### What to work on
Exact copies are required of the lines from the line containing "Place one keypoint on each instance of the window" through the final line of the listing, both included, and of no other lines.

(Pointing records)
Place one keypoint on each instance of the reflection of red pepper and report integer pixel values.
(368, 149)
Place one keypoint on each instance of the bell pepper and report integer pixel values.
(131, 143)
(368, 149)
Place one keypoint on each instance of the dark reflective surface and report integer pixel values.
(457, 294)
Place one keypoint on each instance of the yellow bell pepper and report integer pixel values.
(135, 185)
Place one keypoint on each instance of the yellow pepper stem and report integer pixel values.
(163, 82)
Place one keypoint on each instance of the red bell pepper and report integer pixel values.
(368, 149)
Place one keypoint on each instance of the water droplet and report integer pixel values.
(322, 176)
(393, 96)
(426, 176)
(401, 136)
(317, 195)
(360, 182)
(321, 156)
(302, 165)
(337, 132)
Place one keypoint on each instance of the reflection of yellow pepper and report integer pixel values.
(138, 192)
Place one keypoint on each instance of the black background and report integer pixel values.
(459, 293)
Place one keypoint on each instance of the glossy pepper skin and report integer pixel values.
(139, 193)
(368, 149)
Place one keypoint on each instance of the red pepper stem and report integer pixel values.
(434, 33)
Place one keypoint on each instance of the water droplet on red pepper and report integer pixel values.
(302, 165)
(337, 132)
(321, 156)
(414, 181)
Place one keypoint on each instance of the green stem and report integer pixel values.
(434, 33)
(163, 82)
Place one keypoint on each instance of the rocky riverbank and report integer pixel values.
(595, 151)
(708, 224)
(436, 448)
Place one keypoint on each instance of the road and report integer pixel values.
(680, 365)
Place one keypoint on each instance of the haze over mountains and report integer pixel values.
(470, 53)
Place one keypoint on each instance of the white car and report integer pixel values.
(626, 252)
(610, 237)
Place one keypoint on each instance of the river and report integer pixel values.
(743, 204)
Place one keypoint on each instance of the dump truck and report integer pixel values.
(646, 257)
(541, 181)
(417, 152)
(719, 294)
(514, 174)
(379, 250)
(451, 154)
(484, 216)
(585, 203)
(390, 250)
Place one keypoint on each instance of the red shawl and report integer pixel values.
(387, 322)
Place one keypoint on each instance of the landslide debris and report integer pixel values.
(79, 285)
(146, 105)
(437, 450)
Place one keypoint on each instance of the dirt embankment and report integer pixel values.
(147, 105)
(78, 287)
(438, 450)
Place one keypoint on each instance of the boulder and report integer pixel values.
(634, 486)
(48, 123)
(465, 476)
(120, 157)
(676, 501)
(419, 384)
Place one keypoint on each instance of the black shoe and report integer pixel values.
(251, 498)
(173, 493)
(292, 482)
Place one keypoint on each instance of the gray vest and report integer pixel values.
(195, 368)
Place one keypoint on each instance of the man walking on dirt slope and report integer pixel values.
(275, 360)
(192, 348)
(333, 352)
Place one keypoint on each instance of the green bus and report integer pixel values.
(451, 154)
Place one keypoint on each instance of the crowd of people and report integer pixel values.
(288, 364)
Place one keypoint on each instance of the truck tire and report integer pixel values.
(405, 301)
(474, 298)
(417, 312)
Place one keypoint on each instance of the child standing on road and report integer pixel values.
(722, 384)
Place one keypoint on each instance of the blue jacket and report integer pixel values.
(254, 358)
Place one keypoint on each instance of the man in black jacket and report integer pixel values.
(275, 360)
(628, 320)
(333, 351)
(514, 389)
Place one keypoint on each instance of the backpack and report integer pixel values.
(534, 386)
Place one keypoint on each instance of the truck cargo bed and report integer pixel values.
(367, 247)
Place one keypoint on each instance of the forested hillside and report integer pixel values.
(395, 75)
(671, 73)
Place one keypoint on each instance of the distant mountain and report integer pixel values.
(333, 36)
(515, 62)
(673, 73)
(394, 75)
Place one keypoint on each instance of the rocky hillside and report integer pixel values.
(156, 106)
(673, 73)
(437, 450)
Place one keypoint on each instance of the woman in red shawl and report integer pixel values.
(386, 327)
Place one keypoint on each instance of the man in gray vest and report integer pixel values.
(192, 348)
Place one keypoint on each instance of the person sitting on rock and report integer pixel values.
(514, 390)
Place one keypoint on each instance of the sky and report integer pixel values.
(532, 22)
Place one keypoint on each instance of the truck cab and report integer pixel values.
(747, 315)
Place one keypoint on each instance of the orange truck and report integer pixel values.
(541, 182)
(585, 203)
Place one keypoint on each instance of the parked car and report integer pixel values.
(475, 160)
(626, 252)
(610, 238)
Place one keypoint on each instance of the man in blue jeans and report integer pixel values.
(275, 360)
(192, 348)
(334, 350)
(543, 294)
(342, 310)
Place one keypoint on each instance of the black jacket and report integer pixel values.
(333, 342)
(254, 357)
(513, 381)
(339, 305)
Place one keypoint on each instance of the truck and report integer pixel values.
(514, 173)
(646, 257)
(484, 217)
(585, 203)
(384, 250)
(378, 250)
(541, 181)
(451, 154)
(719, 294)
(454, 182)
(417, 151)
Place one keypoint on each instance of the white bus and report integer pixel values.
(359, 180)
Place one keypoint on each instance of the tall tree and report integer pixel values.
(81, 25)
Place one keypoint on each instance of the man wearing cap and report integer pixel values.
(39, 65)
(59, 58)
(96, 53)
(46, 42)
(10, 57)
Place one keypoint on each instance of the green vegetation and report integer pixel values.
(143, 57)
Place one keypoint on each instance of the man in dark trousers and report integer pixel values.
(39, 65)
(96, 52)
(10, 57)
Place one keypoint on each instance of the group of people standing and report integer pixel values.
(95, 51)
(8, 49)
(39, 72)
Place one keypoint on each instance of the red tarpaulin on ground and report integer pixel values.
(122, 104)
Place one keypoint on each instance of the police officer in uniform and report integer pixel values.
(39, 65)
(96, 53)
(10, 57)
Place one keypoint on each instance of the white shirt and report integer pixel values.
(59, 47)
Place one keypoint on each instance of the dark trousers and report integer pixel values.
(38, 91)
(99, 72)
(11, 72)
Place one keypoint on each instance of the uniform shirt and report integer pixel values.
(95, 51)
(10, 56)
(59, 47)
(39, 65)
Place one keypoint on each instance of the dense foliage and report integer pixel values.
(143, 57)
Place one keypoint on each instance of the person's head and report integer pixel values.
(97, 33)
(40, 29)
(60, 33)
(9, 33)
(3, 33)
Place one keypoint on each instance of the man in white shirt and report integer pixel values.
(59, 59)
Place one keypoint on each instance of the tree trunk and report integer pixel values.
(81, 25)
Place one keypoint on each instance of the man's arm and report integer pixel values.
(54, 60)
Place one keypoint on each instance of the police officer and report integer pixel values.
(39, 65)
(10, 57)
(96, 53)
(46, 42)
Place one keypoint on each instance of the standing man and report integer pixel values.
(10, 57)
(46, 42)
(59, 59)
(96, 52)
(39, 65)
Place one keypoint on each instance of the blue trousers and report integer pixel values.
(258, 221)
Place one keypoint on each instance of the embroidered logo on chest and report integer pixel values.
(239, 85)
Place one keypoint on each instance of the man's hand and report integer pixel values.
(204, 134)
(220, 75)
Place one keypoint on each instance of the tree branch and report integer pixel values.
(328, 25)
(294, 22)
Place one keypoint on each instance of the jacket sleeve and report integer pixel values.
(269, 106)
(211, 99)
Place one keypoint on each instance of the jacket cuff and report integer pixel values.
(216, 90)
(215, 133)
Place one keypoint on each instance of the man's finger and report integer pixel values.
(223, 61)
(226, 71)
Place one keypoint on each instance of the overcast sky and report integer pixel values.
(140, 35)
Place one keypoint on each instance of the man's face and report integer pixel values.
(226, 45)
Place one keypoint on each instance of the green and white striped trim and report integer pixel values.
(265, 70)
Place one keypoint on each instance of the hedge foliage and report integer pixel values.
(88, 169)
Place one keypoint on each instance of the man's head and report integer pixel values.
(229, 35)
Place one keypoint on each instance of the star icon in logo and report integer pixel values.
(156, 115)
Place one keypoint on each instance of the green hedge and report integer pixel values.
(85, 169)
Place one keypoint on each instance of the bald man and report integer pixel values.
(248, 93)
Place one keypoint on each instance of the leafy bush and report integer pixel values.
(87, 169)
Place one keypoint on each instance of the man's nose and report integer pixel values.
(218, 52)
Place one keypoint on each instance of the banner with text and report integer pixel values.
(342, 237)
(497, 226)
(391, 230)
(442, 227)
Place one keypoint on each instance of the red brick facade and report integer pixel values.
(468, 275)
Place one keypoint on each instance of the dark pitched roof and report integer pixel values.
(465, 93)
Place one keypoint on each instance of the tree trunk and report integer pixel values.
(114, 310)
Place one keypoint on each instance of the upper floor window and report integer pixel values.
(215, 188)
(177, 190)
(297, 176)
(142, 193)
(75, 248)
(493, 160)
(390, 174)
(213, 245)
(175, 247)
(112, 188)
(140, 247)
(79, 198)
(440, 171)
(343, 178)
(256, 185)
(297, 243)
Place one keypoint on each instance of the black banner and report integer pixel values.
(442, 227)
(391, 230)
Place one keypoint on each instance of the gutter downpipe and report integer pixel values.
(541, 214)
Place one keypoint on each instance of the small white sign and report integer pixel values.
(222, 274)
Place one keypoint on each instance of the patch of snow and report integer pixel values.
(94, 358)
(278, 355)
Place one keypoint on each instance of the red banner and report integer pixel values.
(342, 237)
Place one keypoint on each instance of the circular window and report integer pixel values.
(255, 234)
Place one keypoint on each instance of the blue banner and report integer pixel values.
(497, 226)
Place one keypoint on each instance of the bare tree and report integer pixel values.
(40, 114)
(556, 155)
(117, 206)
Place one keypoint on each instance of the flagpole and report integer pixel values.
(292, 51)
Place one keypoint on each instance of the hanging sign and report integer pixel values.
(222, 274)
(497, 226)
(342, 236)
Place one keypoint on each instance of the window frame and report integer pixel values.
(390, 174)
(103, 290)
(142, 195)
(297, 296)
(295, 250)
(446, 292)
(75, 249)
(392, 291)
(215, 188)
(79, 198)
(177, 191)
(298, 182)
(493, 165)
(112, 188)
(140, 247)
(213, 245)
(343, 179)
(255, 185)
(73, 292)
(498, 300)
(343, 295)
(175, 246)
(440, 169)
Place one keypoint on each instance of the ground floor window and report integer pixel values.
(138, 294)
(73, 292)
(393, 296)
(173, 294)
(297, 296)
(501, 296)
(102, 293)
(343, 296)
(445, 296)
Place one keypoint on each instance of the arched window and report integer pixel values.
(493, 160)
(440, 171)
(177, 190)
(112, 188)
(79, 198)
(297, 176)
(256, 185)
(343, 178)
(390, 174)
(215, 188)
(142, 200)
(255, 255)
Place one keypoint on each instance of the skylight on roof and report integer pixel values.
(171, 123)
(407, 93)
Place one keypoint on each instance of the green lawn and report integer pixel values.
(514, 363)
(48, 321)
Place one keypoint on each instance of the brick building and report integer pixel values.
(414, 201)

### Task solution
Place one keypoint on each instance of the window frame and report integer pixel values.
(390, 174)
(103, 290)
(142, 195)
(297, 296)
(295, 250)
(446, 292)
(75, 249)
(392, 291)
(215, 188)
(79, 198)
(177, 191)
(298, 182)
(493, 165)
(112, 188)
(140, 247)
(213, 245)
(343, 179)
(255, 185)
(73, 292)
(498, 300)
(343, 295)
(175, 246)
(440, 169)
Place one keypoint on each instance of the ground floor window and report integer pixel values.
(138, 294)
(73, 292)
(393, 296)
(173, 294)
(297, 296)
(501, 296)
(102, 293)
(343, 296)
(445, 296)
Place one keypoint on each instance of the arched window and report integer pixel values.
(493, 160)
(440, 171)
(177, 190)
(112, 188)
(79, 198)
(297, 176)
(256, 185)
(343, 178)
(390, 174)
(215, 188)
(142, 200)
(255, 255)
Place one keypoint on each instance of the skylight on roof and report integer pixel values.
(171, 123)
(407, 93)
Place one keypoint on each instance of the green lawn and report integer pixel values.
(514, 363)
(48, 321)
Place one keypoint on each instance of the brick building and report integer pixel values.
(414, 201)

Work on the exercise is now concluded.